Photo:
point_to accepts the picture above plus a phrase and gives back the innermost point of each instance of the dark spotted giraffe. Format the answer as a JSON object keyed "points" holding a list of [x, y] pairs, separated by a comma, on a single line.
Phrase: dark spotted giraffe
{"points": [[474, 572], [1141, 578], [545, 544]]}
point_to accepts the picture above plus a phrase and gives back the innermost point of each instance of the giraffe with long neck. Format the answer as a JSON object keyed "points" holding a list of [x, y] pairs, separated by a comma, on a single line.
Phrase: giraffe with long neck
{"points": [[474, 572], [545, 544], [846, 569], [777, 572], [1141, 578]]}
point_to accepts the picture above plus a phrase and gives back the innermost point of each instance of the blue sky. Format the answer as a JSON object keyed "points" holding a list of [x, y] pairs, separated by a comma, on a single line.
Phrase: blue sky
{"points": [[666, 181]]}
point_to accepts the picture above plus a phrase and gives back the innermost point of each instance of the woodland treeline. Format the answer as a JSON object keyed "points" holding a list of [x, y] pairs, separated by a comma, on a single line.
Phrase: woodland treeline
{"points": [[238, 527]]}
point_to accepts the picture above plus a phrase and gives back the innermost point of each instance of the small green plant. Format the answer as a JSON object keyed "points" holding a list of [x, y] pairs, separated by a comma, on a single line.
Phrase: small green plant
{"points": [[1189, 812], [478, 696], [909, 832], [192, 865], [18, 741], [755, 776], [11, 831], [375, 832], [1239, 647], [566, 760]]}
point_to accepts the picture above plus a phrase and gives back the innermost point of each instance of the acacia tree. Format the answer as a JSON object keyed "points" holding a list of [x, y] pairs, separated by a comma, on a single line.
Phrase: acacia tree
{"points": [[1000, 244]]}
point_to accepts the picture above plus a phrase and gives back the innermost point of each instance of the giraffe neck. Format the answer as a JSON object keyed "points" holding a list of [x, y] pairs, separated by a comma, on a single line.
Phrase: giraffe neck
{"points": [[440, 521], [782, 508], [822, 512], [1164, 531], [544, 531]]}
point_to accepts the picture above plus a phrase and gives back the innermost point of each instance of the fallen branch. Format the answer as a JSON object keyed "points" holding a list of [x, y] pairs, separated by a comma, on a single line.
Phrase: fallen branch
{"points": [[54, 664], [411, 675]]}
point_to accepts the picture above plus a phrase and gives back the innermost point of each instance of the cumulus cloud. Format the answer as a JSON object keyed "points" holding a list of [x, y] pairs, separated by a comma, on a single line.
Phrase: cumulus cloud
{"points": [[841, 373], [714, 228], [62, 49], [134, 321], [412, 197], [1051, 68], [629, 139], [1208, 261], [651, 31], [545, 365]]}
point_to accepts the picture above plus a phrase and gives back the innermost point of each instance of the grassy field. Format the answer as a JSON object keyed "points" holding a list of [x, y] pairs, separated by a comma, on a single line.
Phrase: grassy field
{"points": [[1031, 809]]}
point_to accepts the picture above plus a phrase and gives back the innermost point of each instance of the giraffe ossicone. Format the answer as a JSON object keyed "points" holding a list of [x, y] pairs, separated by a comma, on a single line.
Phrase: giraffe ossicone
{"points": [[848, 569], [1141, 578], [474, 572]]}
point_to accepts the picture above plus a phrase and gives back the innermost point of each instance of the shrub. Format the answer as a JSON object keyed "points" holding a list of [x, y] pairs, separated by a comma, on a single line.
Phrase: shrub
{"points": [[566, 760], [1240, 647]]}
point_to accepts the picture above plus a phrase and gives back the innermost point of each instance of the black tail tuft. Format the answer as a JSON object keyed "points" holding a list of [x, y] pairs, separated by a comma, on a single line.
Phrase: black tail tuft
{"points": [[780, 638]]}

Objective
Write out all of the records above word for word, with nothing changed.

Exercise response
Photo:
point_to accepts the picture above plus a phrase and gives back the innermost point of each instance of the dark spotted giraffe. Format the answer as a JSON object keyed "points" holding a list of [x, y] pairs, separated by a comma, on a single line.
Phrase: dark spotted giraffe
{"points": [[474, 572], [1141, 578], [545, 544]]}
point_to accepts the picture above plus a phrase and gives back the innermost point of each instance of the giraffe with long neck. Format the answer as a JSON object keyed "points" holding a list of [x, y] pairs, separated by a comma, on a single line.
Phrase: giraffe with long neck
{"points": [[474, 572], [545, 544], [846, 569], [777, 572], [1141, 578]]}
point_to accepts the picture above plus a phrase and gives back the innermost point of each instance of the blue sky. Format the answer as a JSON object keyed "points" holding a list of [x, y] pairs, separated by a comma, on a single line.
Phrase: blue sky
{"points": [[666, 181]]}
point_to accepts the picture above plus a phrase and gives back the innermost point of each instance of the woodland treeline. Format the answer as a JSON object keyed "points" holding a list of [x, y] pairs, separated by a comma, on a single line.
Phrase: woodland treeline
{"points": [[238, 527]]}
point_to accepts the picture above plus a phrase and gives back the innermost point of each instance of the small green plant. Format the answer as a JSON object keyed "points" holding a list of [x, y] pairs, separated by a comma, on a single line.
Phrase: small green plant
{"points": [[1189, 812], [478, 696], [909, 832], [192, 865], [18, 741], [755, 776], [11, 831], [375, 832], [1239, 647], [566, 760]]}
point_to accepts the picture above plus a phrase and gives back the innermost point of each instance of the acacia tree. Format the answer as a JSON object keyed "points" holding a list of [x, y] pairs, separated by a comma, on a single line.
Phrase: acacia tree
{"points": [[1000, 244]]}
point_to accepts the picture above plus a phrase and gives back the innermost point of each instance of the giraffe neck. Format the answer as a JSON object keyed "points" holding a list of [x, y] pairs, separated by a comma, on a single line.
Phrase: giraffe neck
{"points": [[440, 521], [782, 508], [822, 512], [1164, 531], [544, 531]]}
point_to accepts the picture above plus a phrase and gives back the innermost point of each instance of the fallen branch. Format the answer as a JSON object keyed "points" holding a list of [x, y] pairs, separated by a comma, on a single line.
Phrase: fallen branch
{"points": [[54, 664], [411, 675]]}
point_to accepts the picture above plus a phrase and gives back the innermost point of each instance of the cumulus cloud. Format the answer as a JSON object keyed "points" holding a list of [x, y] pairs, separated by a comma, on a single line.
Phrase: cumulus cloud
{"points": [[841, 373], [714, 228], [62, 49], [134, 321], [412, 197], [1051, 68], [629, 139], [1208, 261], [651, 31], [545, 365]]}
point_to accepts the picture above plus a phrase and gives back the innermost point of each instance of the grassy field. Format the answer as a JSON object keyed "points" holding a list of [x, y] pairs, separated by a comma, on a single line.
Phrase: grassy field
{"points": [[1031, 809]]}
point_to accepts the picture above plus a phrase and gives back the innermost point of each instance of the giraffe ossicone. Format the answer as a JSON object keyed "points" holding a list of [x, y] pairs, separated by a comma, on a single line.
Phrase: giraffe ossicone
{"points": [[848, 569], [1141, 578], [474, 572]]}
point_to accepts the picture above plus a phrase and gives back the innermost point of each instance of the shrub. Format the answer as a JSON object keyed "points" holding a list of [x, y] pairs, separated by a comma, on a single line.
Phrase: shrub
{"points": [[566, 760], [1240, 647]]}
point_to accepts the picture above plus a phrase and gives back the innermost point of each instance of the black tail tuft. Format the answer as a JSON object keyed "points" holding a list of [x, y] pairs, separated by a comma, on a single line.
Phrase: black tail tuft
{"points": [[780, 638]]}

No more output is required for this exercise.